If your organisation is grappling with the full reality of the great resignation perhaps it’s time to take a closer look at your workplace. According to a new report by MIT Sloan Management Review, ‘a toxic corporate culture is by far the strongest predictor of attrition and is 10 times more important than compensation in predicting turnover.’
How would you describe your work culture?
Could this be the reason your employees are leaving?
MIT reported 5 leading elements which contribute to toxic cultures: being disrespectful, non-inclusive, unethical, cutthroat and abusive.
Surely then, you’d know if your organisation was toxic, wouldn’t you? Well actually, perhaps not. There are a lot of other factors that can create a toxic culture. Toxicity can occur in micro-cultures, between individuals and even in negative behaviours that have been normalised over time, so at an organisational level toxicity can be easily missed.
Nevertheless, if your attrition rates are on the rise, this is a good indication that there is a growing problem that you must urgently address because a toxic culture will only serve to derail your organisation and show up negatively on the bottom line.
So what can you do to detox a toxic culture?
Ultimately, leaders and managers must take responsibility for turning around a toxic culture, but herein lies a dichotomy. According to a Gallup Survey, 50% of employees leave their workplaces to get away from a bad manager and most employees blame toxicity on poor management. The very people organisations must rely on to detox the culture are contributing to the toxic environments people are trying to escape. This is not a tenable position for any organisation and actions must be taken to upskill managers and embed more positive management behaviours that will cultivate cultures people want to join and, crucially, don’t want to leave.
Managers must relearn how to engage with people
Managers play a major role in cultivating culture but they are rarely given the skills they need to do so. Traditional management training programmes can fall short of the mark and often reinforce, or politely ignore, outdated management behaviours that stop managers from stepping up as people managers. Or more likely, as one leader of an organisation with over 100,000 employees recently commented, “we do a great job onboarding new employees, but don’t do anything to onboard new managers”. You can’t assume these people management skills will be acquired through osmosis.
Great managers need to learn how to engage with people to drive better outcomes. This means learning how to drop the typical command and control style of management that can enable toxic behaviours to manifest in favour of more of an Operational CoachingTM approach which is altogether more engaging and invites greater levels of contribution from others.

· · · · ·

(Problem) Pick up the text on toxic workplace culture above and continue it from its last sentence.

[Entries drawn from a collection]
· · · · ·

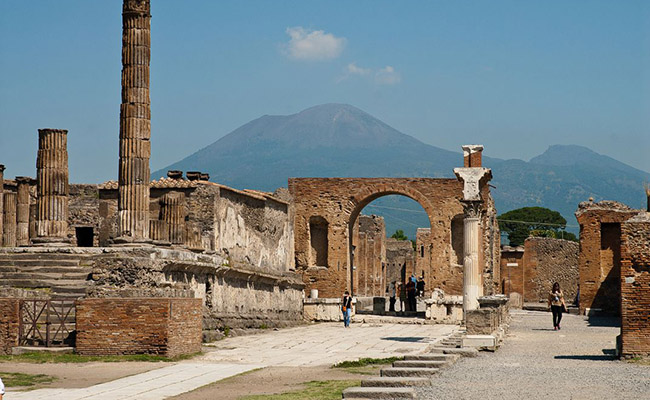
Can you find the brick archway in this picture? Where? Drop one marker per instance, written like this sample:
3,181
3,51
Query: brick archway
339,201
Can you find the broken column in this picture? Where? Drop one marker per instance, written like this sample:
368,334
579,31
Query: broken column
172,211
135,124
2,189
9,220
22,210
52,187
474,177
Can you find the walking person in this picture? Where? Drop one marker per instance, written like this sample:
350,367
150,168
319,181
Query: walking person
346,308
392,290
556,302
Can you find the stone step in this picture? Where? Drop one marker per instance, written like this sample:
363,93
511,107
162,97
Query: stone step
379,393
461,351
433,357
384,381
408,372
419,364
45,262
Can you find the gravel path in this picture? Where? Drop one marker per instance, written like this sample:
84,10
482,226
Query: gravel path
539,363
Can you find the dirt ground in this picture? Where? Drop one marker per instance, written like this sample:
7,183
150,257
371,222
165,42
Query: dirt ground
79,375
274,380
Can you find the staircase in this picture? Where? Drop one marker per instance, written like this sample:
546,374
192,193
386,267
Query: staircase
61,276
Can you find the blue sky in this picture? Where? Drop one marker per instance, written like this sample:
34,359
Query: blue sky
515,76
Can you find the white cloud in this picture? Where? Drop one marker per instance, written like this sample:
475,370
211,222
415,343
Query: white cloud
310,45
353,69
388,76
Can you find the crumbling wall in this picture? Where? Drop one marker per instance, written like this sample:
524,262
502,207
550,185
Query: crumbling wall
635,286
548,260
161,326
599,258
255,230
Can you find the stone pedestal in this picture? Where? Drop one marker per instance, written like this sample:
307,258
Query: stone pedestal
52,187
9,220
22,210
172,210
135,124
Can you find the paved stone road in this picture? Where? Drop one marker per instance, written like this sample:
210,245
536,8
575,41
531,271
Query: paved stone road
312,345
539,363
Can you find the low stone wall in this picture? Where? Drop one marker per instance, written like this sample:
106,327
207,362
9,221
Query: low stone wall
9,321
325,309
635,286
162,326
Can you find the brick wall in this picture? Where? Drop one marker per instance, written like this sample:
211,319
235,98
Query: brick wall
635,286
163,326
9,320
340,200
599,257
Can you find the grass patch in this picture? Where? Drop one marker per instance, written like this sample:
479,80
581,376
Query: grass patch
41,358
314,390
14,379
363,362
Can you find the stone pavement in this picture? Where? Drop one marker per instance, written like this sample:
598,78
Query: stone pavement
316,344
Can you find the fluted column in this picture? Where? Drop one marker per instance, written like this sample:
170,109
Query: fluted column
472,286
2,190
172,211
135,124
22,210
9,219
52,187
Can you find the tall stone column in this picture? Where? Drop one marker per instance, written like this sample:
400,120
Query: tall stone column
135,124
2,190
173,213
52,187
22,210
474,177
9,220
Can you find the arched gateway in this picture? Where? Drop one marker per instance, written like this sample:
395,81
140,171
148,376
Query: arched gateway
327,208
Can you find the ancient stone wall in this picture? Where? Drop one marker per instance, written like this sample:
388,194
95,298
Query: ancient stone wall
370,256
548,260
162,326
600,254
9,320
635,286
400,260
338,201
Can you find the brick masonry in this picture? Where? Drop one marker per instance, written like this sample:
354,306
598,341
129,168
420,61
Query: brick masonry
161,326
9,321
635,286
339,201
600,254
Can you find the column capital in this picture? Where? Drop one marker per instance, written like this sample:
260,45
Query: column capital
473,179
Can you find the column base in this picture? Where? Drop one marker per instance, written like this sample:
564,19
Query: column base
51,242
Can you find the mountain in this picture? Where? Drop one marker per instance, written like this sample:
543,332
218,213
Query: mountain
341,140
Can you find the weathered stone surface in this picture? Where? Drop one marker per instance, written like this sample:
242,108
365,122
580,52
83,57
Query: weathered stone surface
338,202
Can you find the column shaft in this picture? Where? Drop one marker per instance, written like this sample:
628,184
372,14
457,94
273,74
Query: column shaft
52,187
22,211
135,124
9,220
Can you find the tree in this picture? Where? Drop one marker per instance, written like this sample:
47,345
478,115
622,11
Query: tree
533,221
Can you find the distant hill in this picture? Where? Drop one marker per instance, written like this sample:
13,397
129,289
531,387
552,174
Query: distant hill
341,140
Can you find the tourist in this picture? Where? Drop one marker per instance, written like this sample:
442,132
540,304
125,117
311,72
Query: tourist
410,292
420,287
346,308
556,302
392,290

· · · · ·

(Written reply)
Adopting an Operational CoachingTM approach requires a rewiring of management thinking and a reprogramming of unhelpful (and sometimes toxic) management responses but this isn’t about teaching your managers about how to conduct formal 1-to-1 coaching sessions behind closed doors or having them attend futile management training courses that have little impact.
Rather, it’s about helping your managers to embed an enquiry-led approach (ELA®) into their natural leadership behaviours which they can utilise every day in the moment and on-the-job. This unique style of management, known as Operational CoachingTM, has been statistically proven to transform management behaviour in less than six months.
So how does Operational CoachingTM help managers to detox the workplace?
COMMUNICATION IMPROVES
CONFLICT IS DIFFUSED
COLLABORATION AND CONTRIBUTION INCREASES
INCLUSION GROWS
INNOVATION IS BOOSTED
EMPOWERMENT IMPROVES
Toxicity is a major issue for organisations. Toxic environments lead to disengaged staff, low morale, poor productivity, increased absence levels, high recruitment costs and greater legal liability.
High attrition rates could indicate that there’s a problem even if you can’t immediately see one.
Organisations must take steps to detox their organisations and give their leaders and managers the skills they need to promote healthy, happy and productive workplaces. By embedding an Operational CoachingTM approach as the primary leadership style in your organisation, you are giving your organisation the best chance of success.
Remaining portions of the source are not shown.